[Written exercise] Which lines in the items below contain the string "magazine"? Pick out each of them and copy it.

-- BEGIN Provided data --

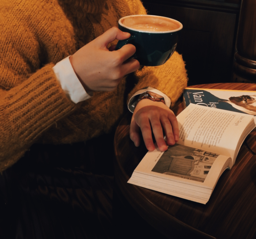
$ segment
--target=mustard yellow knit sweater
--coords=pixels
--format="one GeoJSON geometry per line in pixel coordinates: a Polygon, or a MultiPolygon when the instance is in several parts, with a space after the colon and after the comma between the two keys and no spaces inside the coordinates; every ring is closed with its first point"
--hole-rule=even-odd
{"type": "MultiPolygon", "coordinates": [[[[125,79],[114,91],[94,92],[76,105],[52,68],[120,18],[144,14],[139,0],[0,1],[0,171],[35,142],[72,143],[109,131],[123,112],[125,79]]],[[[164,65],[135,74],[129,97],[150,86],[174,102],[187,85],[176,52],[164,65]]]]}

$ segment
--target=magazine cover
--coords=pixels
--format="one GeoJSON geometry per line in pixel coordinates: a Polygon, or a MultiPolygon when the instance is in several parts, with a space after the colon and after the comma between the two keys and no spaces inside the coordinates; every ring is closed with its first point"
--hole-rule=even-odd
{"type": "Polygon", "coordinates": [[[190,103],[255,115],[256,91],[189,88],[183,92],[184,106],[190,103]]]}

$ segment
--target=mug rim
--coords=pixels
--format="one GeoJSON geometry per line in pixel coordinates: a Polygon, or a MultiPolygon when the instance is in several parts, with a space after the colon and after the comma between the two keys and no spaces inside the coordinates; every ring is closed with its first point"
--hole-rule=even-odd
{"type": "Polygon", "coordinates": [[[167,18],[167,17],[165,16],[157,16],[157,15],[147,15],[146,14],[144,14],[144,15],[129,15],[129,16],[125,16],[123,17],[123,18],[121,18],[118,21],[118,24],[119,24],[122,27],[125,28],[127,28],[127,29],[129,29],[130,30],[132,30],[132,31],[138,31],[139,32],[141,32],[141,33],[154,33],[157,34],[158,33],[173,33],[175,32],[176,31],[179,31],[180,30],[181,30],[183,27],[183,26],[182,24],[179,22],[178,21],[177,21],[176,20],[175,20],[175,19],[173,19],[173,18],[167,18]],[[180,25],[180,27],[178,28],[177,28],[177,29],[174,29],[174,30],[171,30],[170,31],[145,31],[144,30],[140,30],[139,29],[134,29],[134,28],[132,28],[131,27],[128,27],[126,26],[125,26],[121,22],[121,20],[122,20],[123,19],[125,19],[125,18],[130,18],[131,17],[135,17],[135,16],[157,16],[158,18],[165,18],[165,19],[171,19],[172,20],[178,23],[180,25]]]}

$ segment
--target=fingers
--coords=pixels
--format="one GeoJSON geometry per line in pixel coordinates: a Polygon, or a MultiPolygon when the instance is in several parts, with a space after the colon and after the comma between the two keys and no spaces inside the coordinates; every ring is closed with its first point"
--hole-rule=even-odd
{"type": "MultiPolygon", "coordinates": [[[[176,142],[177,142],[179,140],[179,131],[178,121],[177,121],[177,118],[176,118],[176,116],[175,116],[174,113],[172,112],[172,114],[169,114],[168,115],[168,119],[171,124],[172,130],[172,137],[174,138],[175,142],[174,142],[173,143],[170,142],[171,143],[171,144],[169,144],[168,143],[169,145],[173,145],[176,142]]],[[[166,132],[166,131],[165,131],[165,132],[166,132]]]]}
{"type": "Polygon", "coordinates": [[[148,119],[147,120],[145,119],[142,121],[140,127],[146,148],[148,150],[153,151],[155,149],[155,145],[153,142],[151,127],[148,119]]]}
{"type": "Polygon", "coordinates": [[[124,62],[120,67],[121,72],[123,72],[124,76],[138,70],[139,67],[139,62],[135,59],[129,59],[124,62]]]}
{"type": "Polygon", "coordinates": [[[123,62],[133,55],[136,52],[136,48],[133,45],[127,44],[119,50],[112,52],[116,54],[117,57],[123,62]]]}
{"type": "Polygon", "coordinates": [[[157,145],[161,151],[173,145],[178,141],[178,125],[173,112],[162,102],[148,100],[140,101],[134,112],[135,118],[141,130],[146,147],[148,150],[155,148],[152,132],[157,145]],[[164,139],[165,134],[166,142],[164,139]]]}
{"type": "MultiPolygon", "coordinates": [[[[165,151],[167,150],[168,147],[166,145],[163,138],[163,127],[162,128],[161,121],[158,116],[157,115],[155,115],[152,117],[150,121],[152,127],[152,130],[159,149],[161,151],[165,151]]],[[[167,125],[166,121],[166,123],[165,125],[166,128],[167,128],[166,127],[167,125]]],[[[169,129],[169,128],[168,129],[169,129]]]]}
{"type": "Polygon", "coordinates": [[[114,27],[98,37],[97,39],[99,44],[102,46],[106,47],[109,43],[116,39],[124,40],[129,38],[130,36],[130,33],[122,31],[116,27],[114,27]]]}
{"type": "Polygon", "coordinates": [[[133,141],[136,147],[139,147],[140,143],[139,132],[140,127],[136,124],[134,117],[133,117],[130,126],[130,138],[133,141]]]}

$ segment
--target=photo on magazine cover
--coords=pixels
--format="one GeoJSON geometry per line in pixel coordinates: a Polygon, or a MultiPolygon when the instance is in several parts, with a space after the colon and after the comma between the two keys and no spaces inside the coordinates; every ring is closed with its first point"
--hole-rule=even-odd
{"type": "Polygon", "coordinates": [[[256,92],[208,89],[185,89],[183,98],[189,103],[256,115],[256,92]]]}
{"type": "Polygon", "coordinates": [[[168,147],[151,171],[203,182],[219,155],[176,144],[168,147]]]}

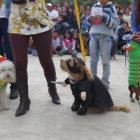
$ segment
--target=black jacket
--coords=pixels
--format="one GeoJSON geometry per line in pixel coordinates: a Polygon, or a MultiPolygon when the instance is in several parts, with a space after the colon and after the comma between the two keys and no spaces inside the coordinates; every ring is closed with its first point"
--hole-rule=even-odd
{"type": "Polygon", "coordinates": [[[85,76],[78,83],[73,82],[70,78],[65,80],[66,84],[70,84],[74,96],[80,97],[80,93],[86,91],[87,98],[85,102],[88,107],[107,109],[113,106],[113,101],[108,90],[97,76],[94,76],[94,80],[91,81],[85,76]]]}

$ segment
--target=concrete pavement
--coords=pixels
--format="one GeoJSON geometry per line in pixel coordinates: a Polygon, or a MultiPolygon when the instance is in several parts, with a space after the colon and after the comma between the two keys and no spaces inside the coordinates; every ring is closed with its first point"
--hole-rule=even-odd
{"type": "MultiPolygon", "coordinates": [[[[60,59],[68,57],[56,55],[53,57],[58,81],[63,81],[68,76],[59,67],[60,59]]],[[[89,57],[86,59],[89,67],[89,57]]],[[[98,70],[98,76],[101,78],[101,61],[98,70]]],[[[38,57],[29,56],[28,75],[31,109],[26,115],[15,117],[19,99],[9,100],[8,89],[7,99],[10,110],[0,112],[0,140],[140,139],[140,106],[129,101],[128,63],[125,67],[124,56],[117,56],[116,60],[111,60],[109,91],[114,103],[127,105],[131,109],[130,113],[106,112],[78,116],[70,109],[73,96],[69,86],[64,88],[57,85],[62,103],[52,104],[38,57]]]]}

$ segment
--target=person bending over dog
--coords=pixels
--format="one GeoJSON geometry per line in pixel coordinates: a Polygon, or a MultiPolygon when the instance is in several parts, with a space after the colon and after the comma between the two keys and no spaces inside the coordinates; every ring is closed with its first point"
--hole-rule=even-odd
{"type": "Polygon", "coordinates": [[[72,57],[68,60],[61,60],[60,67],[69,74],[64,86],[70,84],[74,103],[72,111],[77,111],[78,115],[85,115],[88,108],[93,108],[96,112],[106,110],[129,112],[126,106],[115,106],[112,98],[101,80],[93,76],[81,58],[72,57]]]}

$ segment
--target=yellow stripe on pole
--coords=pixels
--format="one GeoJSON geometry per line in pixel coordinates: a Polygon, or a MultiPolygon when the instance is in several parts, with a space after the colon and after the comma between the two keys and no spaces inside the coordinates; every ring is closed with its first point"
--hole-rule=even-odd
{"type": "Polygon", "coordinates": [[[78,28],[79,28],[79,34],[80,34],[81,51],[82,51],[84,62],[86,62],[84,43],[83,43],[83,38],[82,38],[82,35],[81,35],[80,16],[79,16],[79,10],[78,10],[77,0],[74,0],[74,6],[75,6],[76,20],[77,20],[77,24],[78,24],[78,28]]]}

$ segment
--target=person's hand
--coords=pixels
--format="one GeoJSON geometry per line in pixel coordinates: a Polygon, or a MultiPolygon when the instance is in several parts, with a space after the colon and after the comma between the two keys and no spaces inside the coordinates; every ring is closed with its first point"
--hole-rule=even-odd
{"type": "Polygon", "coordinates": [[[86,22],[86,21],[84,21],[84,22],[83,22],[83,24],[87,24],[87,22],[86,22]]]}
{"type": "Polygon", "coordinates": [[[134,39],[134,37],[135,37],[135,34],[133,34],[133,35],[131,36],[131,40],[133,40],[133,39],[134,39]]]}
{"type": "Polygon", "coordinates": [[[56,48],[53,48],[52,51],[55,52],[56,51],[56,48]]]}
{"type": "Polygon", "coordinates": [[[67,84],[64,82],[63,87],[66,87],[66,86],[67,86],[67,84]]]}
{"type": "Polygon", "coordinates": [[[95,20],[98,21],[98,22],[101,22],[102,19],[103,19],[103,17],[100,16],[100,15],[95,16],[95,20]]]}
{"type": "Polygon", "coordinates": [[[90,19],[90,22],[92,22],[94,20],[94,17],[90,16],[89,19],[90,19]]]}
{"type": "Polygon", "coordinates": [[[140,32],[136,33],[136,34],[133,34],[131,36],[131,40],[136,42],[136,43],[139,43],[140,44],[140,32]]]}
{"type": "Polygon", "coordinates": [[[81,99],[82,99],[82,101],[86,100],[86,92],[85,91],[81,92],[81,99]]]}
{"type": "Polygon", "coordinates": [[[1,8],[2,3],[3,3],[3,0],[0,0],[0,8],[1,8]]]}
{"type": "Polygon", "coordinates": [[[72,50],[68,50],[69,53],[72,53],[72,50]]]}

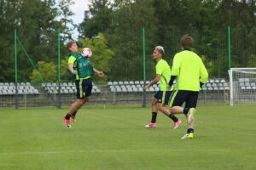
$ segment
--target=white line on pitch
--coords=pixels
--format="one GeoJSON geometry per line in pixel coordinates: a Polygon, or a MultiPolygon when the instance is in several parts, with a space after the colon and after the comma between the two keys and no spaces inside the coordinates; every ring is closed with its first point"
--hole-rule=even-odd
{"type": "Polygon", "coordinates": [[[96,153],[96,152],[154,152],[154,151],[232,151],[232,150],[247,150],[256,149],[205,149],[205,150],[77,150],[77,151],[34,151],[34,152],[5,152],[0,153],[0,156],[3,155],[54,155],[54,154],[75,154],[75,153],[96,153]]]}

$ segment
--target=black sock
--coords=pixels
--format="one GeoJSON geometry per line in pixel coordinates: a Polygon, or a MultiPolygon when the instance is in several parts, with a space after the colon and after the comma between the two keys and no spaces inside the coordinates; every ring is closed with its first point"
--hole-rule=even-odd
{"type": "Polygon", "coordinates": [[[183,114],[187,115],[189,111],[189,108],[184,108],[183,109],[183,114]]]}
{"type": "Polygon", "coordinates": [[[194,133],[194,128],[188,128],[187,133],[194,133]]]}
{"type": "Polygon", "coordinates": [[[69,120],[69,119],[70,119],[70,116],[71,116],[67,113],[67,114],[66,115],[65,118],[67,119],[67,120],[69,120]]]}
{"type": "Polygon", "coordinates": [[[156,122],[156,116],[157,116],[157,112],[152,112],[151,122],[156,122]]]}
{"type": "Polygon", "coordinates": [[[169,116],[171,119],[172,119],[172,121],[173,121],[174,122],[177,122],[177,120],[178,120],[173,114],[171,114],[171,115],[169,115],[168,116],[169,116]]]}
{"type": "Polygon", "coordinates": [[[73,112],[72,115],[75,116],[76,114],[77,114],[77,112],[78,112],[78,111],[75,111],[75,112],[73,112]]]}

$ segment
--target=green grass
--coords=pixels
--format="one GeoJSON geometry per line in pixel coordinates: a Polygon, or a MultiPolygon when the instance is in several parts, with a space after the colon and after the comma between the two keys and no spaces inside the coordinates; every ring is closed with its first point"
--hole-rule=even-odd
{"type": "Polygon", "coordinates": [[[0,109],[2,170],[255,169],[256,106],[200,105],[195,138],[150,108],[84,107],[67,129],[67,109],[0,109]]]}

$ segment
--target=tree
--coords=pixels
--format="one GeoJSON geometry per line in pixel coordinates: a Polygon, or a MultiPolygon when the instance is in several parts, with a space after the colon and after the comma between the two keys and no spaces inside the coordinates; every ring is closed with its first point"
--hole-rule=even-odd
{"type": "Polygon", "coordinates": [[[79,37],[92,37],[110,28],[112,7],[109,0],[92,0],[89,7],[91,18],[84,18],[79,25],[79,37]]]}
{"type": "Polygon", "coordinates": [[[60,8],[59,15],[61,16],[60,21],[61,23],[61,31],[62,42],[73,39],[72,31],[74,30],[74,27],[78,26],[73,23],[73,20],[70,19],[70,17],[74,14],[69,8],[73,4],[74,4],[73,0],[61,0],[58,5],[60,8]]]}
{"type": "Polygon", "coordinates": [[[110,80],[143,78],[143,28],[146,30],[147,76],[154,74],[151,59],[157,29],[152,0],[115,1],[112,30],[108,32],[110,47],[115,54],[111,60],[110,80]],[[149,57],[148,57],[149,56],[149,57]]]}

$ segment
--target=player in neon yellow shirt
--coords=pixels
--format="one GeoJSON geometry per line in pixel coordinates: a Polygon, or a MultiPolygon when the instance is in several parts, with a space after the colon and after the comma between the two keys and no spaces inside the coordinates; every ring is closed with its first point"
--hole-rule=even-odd
{"type": "MultiPolygon", "coordinates": [[[[173,88],[169,90],[167,88],[168,82],[171,77],[171,69],[168,63],[162,59],[165,50],[161,46],[157,46],[153,53],[154,59],[157,61],[155,65],[156,76],[155,78],[151,81],[149,84],[144,87],[144,90],[148,89],[151,85],[155,84],[159,81],[160,82],[160,89],[151,99],[152,103],[152,118],[151,122],[148,123],[145,128],[156,127],[156,116],[157,111],[163,110],[166,105],[168,105],[170,96],[172,93],[173,88]]],[[[177,128],[181,123],[181,120],[177,119],[174,115],[169,114],[168,116],[174,122],[174,128],[177,128]]]]}
{"type": "Polygon", "coordinates": [[[207,82],[207,71],[201,58],[191,51],[194,40],[184,35],[180,40],[183,51],[175,54],[172,62],[172,76],[169,86],[177,79],[177,91],[170,102],[171,109],[165,110],[166,114],[184,114],[188,129],[181,139],[194,138],[195,112],[200,88],[207,82]],[[184,108],[182,105],[185,102],[184,108]],[[168,113],[169,112],[169,113],[168,113]]]}

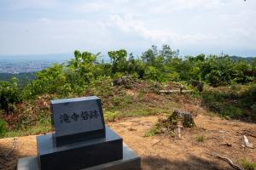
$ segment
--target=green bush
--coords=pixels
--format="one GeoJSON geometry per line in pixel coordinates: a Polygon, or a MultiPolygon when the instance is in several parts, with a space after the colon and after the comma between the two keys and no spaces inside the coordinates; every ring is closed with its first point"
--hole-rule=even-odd
{"type": "Polygon", "coordinates": [[[7,132],[8,124],[5,121],[0,118],[0,135],[7,132]]]}

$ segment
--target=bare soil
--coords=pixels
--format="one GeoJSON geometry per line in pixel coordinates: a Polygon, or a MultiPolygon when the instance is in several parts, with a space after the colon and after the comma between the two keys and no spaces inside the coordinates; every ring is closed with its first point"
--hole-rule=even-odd
{"type": "MultiPolygon", "coordinates": [[[[142,157],[142,169],[233,169],[226,162],[209,154],[218,153],[229,157],[236,164],[241,159],[256,162],[256,150],[243,148],[242,133],[245,130],[249,142],[256,146],[256,125],[217,116],[198,114],[195,117],[196,128],[182,129],[182,138],[161,136],[144,137],[157,122],[158,116],[130,117],[108,122],[126,143],[142,157]],[[196,137],[205,136],[203,142],[196,137]],[[231,146],[222,144],[231,144],[231,146]],[[154,145],[154,146],[153,146],[154,145]]],[[[17,138],[17,145],[7,156],[0,157],[0,169],[15,169],[20,157],[36,156],[36,136],[17,138]]],[[[7,153],[13,138],[0,139],[0,155],[7,153]]]]}

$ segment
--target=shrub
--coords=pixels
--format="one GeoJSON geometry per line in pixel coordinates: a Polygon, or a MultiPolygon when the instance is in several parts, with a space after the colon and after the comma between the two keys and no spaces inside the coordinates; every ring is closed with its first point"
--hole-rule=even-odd
{"type": "Polygon", "coordinates": [[[7,132],[8,124],[5,121],[0,118],[0,134],[7,132]]]}

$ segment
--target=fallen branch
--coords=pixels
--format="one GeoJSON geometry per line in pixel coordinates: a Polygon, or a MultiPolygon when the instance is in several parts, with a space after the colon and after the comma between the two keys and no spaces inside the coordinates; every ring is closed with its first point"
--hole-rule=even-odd
{"type": "Polygon", "coordinates": [[[15,138],[14,143],[13,143],[13,147],[4,155],[5,157],[7,157],[15,150],[16,144],[17,144],[17,139],[15,138]]]}
{"type": "Polygon", "coordinates": [[[160,94],[184,94],[184,93],[192,93],[192,90],[160,90],[160,94]]]}
{"type": "Polygon", "coordinates": [[[152,146],[156,145],[158,143],[160,143],[160,141],[162,141],[162,139],[164,139],[166,138],[166,136],[169,133],[170,130],[167,129],[167,131],[166,132],[166,133],[160,138],[160,139],[159,141],[157,141],[156,143],[154,143],[154,144],[152,144],[152,146]]]}
{"type": "MultiPolygon", "coordinates": [[[[207,153],[207,154],[209,154],[209,153],[207,153]]],[[[228,157],[224,157],[223,156],[219,156],[218,154],[209,154],[209,155],[212,156],[218,157],[219,159],[222,159],[222,160],[227,162],[235,169],[237,169],[237,170],[245,170],[244,168],[239,167],[238,165],[234,164],[233,162],[230,158],[228,158],[228,157]]]]}
{"type": "Polygon", "coordinates": [[[251,133],[251,131],[249,131],[249,130],[243,130],[243,131],[244,131],[244,132],[240,133],[241,133],[241,134],[247,134],[247,136],[256,138],[256,135],[252,134],[252,133],[251,133]]]}

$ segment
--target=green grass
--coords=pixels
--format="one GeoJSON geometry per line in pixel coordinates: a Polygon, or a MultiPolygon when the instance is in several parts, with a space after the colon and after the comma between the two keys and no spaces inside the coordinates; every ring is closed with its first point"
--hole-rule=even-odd
{"type": "Polygon", "coordinates": [[[195,137],[197,142],[203,143],[205,142],[205,136],[204,135],[198,135],[195,137]]]}
{"type": "Polygon", "coordinates": [[[201,99],[209,110],[223,117],[256,122],[254,84],[208,88],[201,94],[201,99]]]}

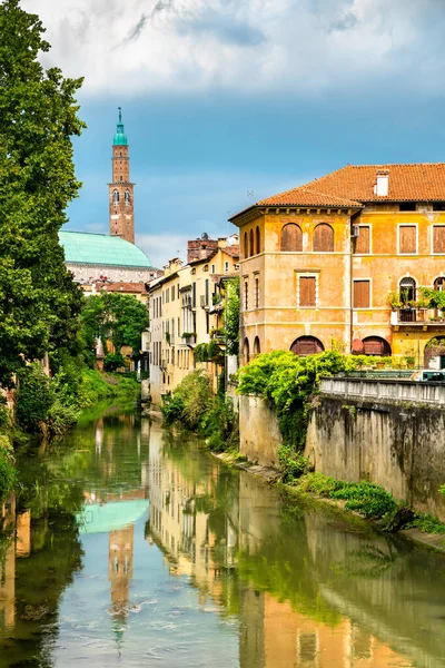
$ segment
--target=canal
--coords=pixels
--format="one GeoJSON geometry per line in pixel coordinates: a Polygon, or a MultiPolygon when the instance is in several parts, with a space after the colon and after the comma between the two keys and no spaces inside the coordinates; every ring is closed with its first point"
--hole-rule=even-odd
{"type": "Polygon", "coordinates": [[[19,458],[0,667],[445,666],[445,558],[131,412],[19,458]]]}

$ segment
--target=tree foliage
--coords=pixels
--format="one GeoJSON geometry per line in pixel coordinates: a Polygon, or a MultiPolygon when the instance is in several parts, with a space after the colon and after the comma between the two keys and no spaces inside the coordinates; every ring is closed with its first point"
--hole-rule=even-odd
{"type": "Polygon", "coordinates": [[[116,352],[129,345],[135,353],[139,353],[142,332],[148,326],[148,310],[132,295],[103,291],[86,299],[80,318],[83,337],[90,350],[95,347],[96,338],[100,337],[103,346],[109,338],[116,352]]]}
{"type": "Polygon", "coordinates": [[[224,312],[228,355],[237,355],[239,352],[239,278],[237,277],[227,283],[226,306],[224,312]]]}
{"type": "Polygon", "coordinates": [[[26,360],[70,346],[82,296],[67,272],[58,232],[77,196],[71,137],[85,124],[81,79],[43,70],[49,50],[36,14],[0,4],[0,381],[26,360]]]}

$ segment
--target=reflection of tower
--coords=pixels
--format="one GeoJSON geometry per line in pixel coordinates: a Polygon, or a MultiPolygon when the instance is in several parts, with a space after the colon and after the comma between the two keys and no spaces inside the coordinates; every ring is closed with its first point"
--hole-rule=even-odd
{"type": "Polygon", "coordinates": [[[117,619],[128,615],[130,581],[132,578],[134,525],[110,531],[108,577],[111,582],[111,610],[117,619]]]}

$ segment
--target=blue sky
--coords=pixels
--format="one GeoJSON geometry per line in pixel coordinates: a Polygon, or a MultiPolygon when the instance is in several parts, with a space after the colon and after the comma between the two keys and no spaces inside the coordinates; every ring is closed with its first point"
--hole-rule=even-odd
{"type": "Polygon", "coordinates": [[[157,266],[346,163],[445,159],[443,0],[22,0],[86,76],[69,228],[108,229],[117,107],[157,266]]]}

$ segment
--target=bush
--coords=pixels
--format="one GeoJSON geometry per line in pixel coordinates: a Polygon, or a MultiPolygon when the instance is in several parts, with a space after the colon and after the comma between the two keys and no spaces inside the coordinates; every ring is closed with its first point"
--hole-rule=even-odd
{"type": "Polygon", "coordinates": [[[55,401],[51,381],[41,364],[33,362],[19,376],[17,421],[30,433],[39,433],[55,401]]]}
{"type": "Polygon", "coordinates": [[[192,371],[164,397],[161,406],[167,424],[179,422],[207,436],[211,450],[239,446],[238,418],[230,400],[215,396],[211,379],[205,371],[192,371]]]}
{"type": "Polygon", "coordinates": [[[125,357],[120,353],[108,353],[103,358],[105,371],[117,371],[125,366],[125,357]]]}
{"type": "Polygon", "coordinates": [[[285,483],[295,482],[310,469],[309,460],[296,452],[291,445],[281,445],[278,449],[278,462],[281,469],[281,480],[285,483]]]}

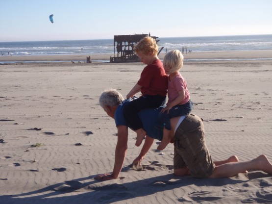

-- END Provided data --

[The reply]
--target=magazine cover
--target=photo on magazine cover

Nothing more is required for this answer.